Supplied data:
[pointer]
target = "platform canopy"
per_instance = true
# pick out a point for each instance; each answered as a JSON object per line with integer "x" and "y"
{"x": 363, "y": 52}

Try it:
Repeat word for word the lines running from the line containing "# pick out a" to the end of the entries above, inclusive.

Response to this task:
# pick out a point for each instance; each answered as a JSON object per line with integer "x" and "y"
{"x": 363, "y": 52}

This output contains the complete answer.